(Records taken from a collection)
☆ ☆ ☆
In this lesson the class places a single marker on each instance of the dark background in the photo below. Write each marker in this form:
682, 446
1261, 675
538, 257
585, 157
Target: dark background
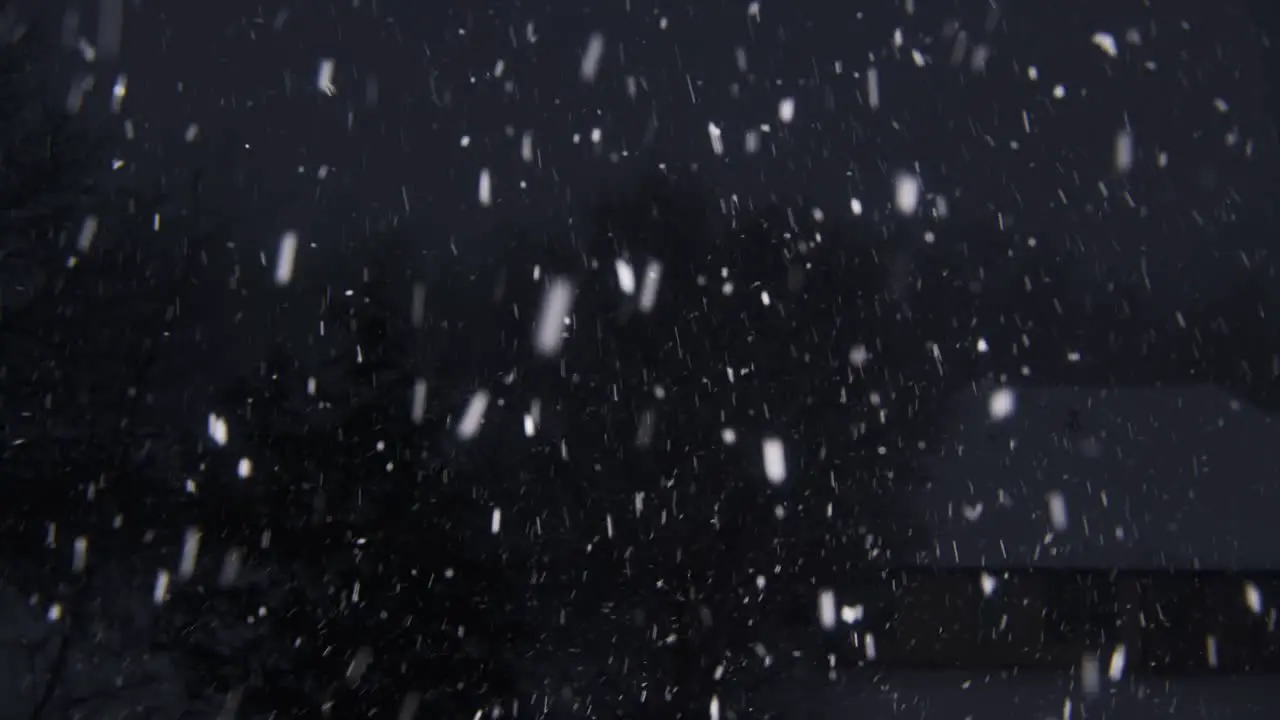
☆ ☆ ☆
TASK TO CARRY OUT —
Reproduce every line of the listing above verbatim, leaving the picture out of your answer.

WORKED ANSWER —
In this lesson the class places a single marker on each instance of the dark background in the photo below. Write each marker in this form:
682, 446
1261, 675
538, 257
585, 157
Target: dark background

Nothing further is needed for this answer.